## GIVEN DATA
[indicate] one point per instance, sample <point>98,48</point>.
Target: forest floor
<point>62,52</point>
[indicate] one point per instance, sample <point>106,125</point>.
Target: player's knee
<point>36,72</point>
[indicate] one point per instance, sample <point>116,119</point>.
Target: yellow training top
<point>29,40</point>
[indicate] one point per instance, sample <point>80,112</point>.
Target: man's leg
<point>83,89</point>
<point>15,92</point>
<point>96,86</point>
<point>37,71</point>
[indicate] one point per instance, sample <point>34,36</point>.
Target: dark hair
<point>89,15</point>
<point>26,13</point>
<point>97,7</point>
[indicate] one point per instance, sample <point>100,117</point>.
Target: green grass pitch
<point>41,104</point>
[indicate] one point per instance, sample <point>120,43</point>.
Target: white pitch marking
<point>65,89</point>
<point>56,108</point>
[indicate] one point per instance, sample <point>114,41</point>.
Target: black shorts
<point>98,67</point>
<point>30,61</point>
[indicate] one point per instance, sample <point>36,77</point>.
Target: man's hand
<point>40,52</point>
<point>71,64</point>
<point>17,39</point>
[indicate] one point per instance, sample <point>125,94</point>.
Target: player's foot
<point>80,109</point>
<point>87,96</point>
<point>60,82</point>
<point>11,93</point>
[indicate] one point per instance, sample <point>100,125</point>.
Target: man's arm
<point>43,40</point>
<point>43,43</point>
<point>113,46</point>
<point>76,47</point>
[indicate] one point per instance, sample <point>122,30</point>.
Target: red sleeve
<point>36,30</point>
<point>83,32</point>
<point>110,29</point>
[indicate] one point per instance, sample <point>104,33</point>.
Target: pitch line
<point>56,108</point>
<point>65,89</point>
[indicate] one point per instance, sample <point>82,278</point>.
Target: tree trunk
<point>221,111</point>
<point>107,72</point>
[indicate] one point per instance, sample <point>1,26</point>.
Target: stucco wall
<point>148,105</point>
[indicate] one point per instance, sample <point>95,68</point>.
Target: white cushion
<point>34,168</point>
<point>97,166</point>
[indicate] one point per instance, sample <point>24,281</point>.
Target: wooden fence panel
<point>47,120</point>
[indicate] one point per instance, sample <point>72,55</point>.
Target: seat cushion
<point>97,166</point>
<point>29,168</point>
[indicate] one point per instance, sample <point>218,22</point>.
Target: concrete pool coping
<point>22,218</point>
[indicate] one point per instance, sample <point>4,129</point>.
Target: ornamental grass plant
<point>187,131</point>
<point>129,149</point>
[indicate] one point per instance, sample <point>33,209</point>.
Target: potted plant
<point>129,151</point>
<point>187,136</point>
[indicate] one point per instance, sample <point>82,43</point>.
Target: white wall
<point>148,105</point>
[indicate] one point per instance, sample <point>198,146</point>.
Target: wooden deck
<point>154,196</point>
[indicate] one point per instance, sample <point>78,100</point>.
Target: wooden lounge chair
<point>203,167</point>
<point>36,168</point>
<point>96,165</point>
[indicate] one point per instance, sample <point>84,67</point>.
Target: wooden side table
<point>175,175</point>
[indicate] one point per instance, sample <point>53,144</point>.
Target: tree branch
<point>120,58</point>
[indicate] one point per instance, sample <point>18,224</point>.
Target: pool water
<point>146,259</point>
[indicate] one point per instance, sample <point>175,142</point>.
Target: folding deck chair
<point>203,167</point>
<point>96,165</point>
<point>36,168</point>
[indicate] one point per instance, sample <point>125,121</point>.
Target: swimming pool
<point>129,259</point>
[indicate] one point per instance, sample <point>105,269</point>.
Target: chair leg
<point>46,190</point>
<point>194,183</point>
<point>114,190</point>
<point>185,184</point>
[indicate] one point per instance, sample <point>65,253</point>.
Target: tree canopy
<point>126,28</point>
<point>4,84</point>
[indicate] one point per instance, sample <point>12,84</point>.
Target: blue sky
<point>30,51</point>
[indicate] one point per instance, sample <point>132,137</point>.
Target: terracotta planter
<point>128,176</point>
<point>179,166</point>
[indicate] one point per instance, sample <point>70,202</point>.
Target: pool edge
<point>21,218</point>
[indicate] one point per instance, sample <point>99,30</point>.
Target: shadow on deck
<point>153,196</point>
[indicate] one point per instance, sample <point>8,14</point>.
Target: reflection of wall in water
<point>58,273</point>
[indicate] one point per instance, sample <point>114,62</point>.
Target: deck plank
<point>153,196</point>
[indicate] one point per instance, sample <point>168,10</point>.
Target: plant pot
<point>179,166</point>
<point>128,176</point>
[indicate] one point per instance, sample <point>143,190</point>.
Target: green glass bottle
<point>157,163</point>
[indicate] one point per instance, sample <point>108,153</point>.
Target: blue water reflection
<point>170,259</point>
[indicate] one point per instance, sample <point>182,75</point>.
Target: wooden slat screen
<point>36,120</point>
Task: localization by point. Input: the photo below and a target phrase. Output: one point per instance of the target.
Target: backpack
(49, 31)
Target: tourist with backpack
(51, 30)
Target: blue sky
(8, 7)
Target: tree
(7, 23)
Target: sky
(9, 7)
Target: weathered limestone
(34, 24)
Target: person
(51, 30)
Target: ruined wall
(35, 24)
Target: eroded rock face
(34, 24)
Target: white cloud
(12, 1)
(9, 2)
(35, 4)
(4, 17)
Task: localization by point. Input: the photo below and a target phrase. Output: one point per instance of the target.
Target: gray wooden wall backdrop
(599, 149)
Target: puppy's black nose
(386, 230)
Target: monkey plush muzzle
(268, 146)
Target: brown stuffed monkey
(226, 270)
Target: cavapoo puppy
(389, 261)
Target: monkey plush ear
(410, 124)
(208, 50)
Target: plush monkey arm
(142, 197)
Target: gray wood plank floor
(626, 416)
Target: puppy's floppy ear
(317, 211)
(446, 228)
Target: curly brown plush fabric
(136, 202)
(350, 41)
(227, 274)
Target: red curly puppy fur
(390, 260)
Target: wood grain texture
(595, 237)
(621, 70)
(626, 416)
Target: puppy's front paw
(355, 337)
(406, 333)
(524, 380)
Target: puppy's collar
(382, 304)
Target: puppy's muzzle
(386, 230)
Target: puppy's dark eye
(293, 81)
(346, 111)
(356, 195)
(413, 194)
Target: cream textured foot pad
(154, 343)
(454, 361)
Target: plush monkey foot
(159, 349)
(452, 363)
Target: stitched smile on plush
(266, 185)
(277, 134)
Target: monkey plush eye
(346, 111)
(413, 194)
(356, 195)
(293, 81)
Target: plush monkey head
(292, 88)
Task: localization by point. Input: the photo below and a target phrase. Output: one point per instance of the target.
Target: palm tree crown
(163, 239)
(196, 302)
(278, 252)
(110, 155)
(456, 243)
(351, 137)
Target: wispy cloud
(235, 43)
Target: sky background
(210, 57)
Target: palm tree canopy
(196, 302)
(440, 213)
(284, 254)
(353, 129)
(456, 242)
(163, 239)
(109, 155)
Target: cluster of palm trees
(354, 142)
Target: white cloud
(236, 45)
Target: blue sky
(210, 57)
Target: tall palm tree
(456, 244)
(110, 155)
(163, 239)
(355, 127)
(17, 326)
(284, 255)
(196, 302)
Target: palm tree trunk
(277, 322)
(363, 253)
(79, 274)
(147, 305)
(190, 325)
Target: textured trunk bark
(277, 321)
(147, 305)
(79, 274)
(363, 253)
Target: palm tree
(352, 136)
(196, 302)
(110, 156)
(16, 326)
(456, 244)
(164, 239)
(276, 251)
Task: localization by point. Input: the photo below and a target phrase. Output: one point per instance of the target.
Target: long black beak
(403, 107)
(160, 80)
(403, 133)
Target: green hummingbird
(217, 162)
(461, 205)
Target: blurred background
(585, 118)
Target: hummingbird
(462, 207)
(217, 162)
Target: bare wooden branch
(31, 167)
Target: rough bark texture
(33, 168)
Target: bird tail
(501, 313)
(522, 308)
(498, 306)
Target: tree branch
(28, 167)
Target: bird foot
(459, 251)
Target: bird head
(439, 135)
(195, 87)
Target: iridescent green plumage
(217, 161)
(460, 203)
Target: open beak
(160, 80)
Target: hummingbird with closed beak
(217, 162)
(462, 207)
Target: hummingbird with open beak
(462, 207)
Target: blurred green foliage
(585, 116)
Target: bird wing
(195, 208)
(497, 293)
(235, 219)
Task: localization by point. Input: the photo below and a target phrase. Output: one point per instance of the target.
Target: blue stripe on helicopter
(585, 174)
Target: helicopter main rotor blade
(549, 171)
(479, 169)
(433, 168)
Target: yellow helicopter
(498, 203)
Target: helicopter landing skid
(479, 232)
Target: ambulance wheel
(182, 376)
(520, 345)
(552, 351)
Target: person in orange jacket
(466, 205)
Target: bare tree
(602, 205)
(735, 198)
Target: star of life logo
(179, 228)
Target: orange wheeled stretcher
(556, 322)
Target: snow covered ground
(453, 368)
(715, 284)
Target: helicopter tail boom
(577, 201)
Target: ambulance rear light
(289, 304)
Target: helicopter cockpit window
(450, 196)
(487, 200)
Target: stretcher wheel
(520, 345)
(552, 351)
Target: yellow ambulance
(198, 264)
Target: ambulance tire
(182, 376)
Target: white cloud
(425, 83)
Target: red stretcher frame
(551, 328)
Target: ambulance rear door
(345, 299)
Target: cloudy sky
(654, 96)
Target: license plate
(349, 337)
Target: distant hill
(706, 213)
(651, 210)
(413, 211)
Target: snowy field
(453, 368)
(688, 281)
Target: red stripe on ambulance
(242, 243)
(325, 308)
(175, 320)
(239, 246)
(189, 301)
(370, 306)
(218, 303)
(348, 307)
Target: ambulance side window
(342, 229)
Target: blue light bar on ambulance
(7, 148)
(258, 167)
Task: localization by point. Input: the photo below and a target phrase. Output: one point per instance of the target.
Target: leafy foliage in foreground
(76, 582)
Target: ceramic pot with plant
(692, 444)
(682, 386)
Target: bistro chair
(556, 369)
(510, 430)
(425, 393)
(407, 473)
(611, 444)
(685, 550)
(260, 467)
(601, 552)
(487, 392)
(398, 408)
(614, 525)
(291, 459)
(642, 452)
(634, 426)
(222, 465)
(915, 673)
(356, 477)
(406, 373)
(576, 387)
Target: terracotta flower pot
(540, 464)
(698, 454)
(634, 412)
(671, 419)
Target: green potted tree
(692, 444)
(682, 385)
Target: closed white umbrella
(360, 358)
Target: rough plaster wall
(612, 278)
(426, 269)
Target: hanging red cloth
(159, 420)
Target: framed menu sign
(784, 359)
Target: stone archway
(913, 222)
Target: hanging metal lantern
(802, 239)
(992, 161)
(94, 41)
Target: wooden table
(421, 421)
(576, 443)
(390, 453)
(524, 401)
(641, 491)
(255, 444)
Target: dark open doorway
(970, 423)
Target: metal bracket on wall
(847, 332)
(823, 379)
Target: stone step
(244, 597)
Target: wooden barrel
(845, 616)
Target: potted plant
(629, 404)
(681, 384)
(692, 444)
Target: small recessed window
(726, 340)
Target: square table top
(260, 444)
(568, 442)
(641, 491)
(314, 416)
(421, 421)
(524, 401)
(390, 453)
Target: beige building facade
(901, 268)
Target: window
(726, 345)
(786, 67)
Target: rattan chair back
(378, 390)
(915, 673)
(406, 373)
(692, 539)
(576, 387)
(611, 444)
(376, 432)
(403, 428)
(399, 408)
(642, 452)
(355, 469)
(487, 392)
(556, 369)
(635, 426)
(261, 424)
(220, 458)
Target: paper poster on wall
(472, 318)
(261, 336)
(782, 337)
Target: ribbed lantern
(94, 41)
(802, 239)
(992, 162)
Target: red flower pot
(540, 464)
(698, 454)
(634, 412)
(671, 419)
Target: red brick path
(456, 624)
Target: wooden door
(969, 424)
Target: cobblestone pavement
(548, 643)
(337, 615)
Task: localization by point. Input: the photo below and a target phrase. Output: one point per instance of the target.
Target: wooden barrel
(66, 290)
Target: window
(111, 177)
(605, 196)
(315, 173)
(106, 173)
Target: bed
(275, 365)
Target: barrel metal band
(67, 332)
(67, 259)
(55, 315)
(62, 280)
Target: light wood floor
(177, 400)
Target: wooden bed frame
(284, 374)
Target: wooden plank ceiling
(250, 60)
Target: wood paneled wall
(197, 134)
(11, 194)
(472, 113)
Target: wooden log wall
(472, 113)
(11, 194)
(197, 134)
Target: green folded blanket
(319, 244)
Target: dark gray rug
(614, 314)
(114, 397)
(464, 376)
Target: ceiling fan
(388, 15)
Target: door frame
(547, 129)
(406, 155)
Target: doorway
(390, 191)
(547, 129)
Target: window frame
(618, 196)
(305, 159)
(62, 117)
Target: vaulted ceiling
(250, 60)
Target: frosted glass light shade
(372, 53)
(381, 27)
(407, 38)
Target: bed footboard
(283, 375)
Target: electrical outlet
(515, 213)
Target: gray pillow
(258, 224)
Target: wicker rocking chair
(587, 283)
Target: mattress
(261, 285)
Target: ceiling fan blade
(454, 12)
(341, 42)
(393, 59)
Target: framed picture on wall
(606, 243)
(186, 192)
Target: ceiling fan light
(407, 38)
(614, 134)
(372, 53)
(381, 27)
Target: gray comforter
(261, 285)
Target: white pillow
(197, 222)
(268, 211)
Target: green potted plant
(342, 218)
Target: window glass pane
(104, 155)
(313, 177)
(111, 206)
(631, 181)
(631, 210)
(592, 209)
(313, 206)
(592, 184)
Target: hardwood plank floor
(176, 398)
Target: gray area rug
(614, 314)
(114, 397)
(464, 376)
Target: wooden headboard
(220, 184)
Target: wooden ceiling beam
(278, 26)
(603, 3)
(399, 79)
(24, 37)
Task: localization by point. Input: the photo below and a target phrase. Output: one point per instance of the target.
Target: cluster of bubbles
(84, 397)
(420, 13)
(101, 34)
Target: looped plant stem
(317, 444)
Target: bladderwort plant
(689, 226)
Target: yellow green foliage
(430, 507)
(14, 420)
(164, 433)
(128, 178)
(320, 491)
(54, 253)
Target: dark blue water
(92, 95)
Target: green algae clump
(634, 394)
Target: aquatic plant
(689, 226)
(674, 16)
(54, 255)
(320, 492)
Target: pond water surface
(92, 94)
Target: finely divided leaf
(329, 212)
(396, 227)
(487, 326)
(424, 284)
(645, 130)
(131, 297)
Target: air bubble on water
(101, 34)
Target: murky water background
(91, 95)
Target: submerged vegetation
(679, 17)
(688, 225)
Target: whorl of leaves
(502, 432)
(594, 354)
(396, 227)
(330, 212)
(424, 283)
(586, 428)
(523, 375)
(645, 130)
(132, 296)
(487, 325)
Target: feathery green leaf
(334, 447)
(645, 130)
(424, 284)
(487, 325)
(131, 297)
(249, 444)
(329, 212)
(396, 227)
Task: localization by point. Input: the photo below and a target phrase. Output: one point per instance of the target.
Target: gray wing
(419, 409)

## GIVEN TASK
Everything from the line containing "Target: looped plant stem" to the end of the records must be written out exactly; include both of those lines and no others.

## OUTPUT OF THE TASK
Target: looped plant stem
(317, 444)
Target: bladderwort plant
(689, 226)
Target: yellow green foliage
(430, 507)
(14, 420)
(164, 433)
(128, 178)
(320, 491)
(54, 253)
Target: dark blue water
(92, 95)
Target: green algae clump
(634, 394)
Target: aquatic plant
(689, 226)
(674, 16)
(54, 255)
(320, 492)
Target: pond water surface
(92, 94)
Target: finely divided leaf
(329, 212)
(396, 227)
(487, 326)
(424, 284)
(645, 130)
(131, 297)
Target: air bubble on water
(101, 34)
Target: murky water background
(91, 95)
Target: submerged vegetation
(679, 17)
(688, 225)
Target: whorl of leaves
(502, 432)
(594, 354)
(396, 227)
(330, 212)
(424, 283)
(586, 428)
(523, 375)
(645, 130)
(132, 296)
(487, 325)
Target: feathery green leaf
(334, 447)
(645, 130)
(424, 284)
(487, 325)
(131, 297)
(249, 444)
(329, 212)
(396, 227)
Task: localization by point. Input: the photo below and a target phrase. Output: one point per instance of the target.
Target: gray wing
(419, 409)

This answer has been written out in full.